# [Job]
Copy out the data below word for word, omitting the picture.

═════ Exercise input ═════

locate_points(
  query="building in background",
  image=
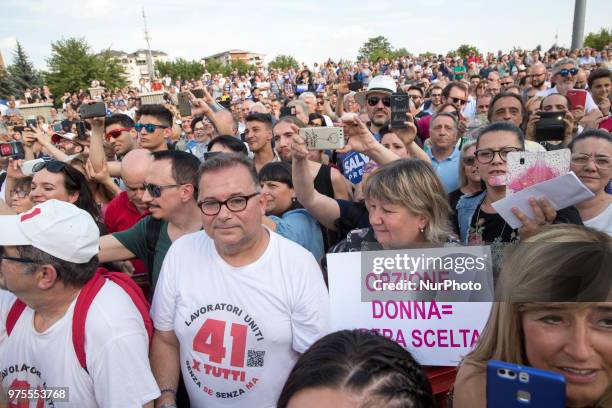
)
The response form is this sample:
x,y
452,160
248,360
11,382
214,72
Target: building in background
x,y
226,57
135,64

═════

# [Problem solution]
locate_points(
  query="building in background",
  image=
)
The response form is this sample:
x,y
452,160
248,360
11,382
214,72
Target: building in background
x,y
226,57
135,64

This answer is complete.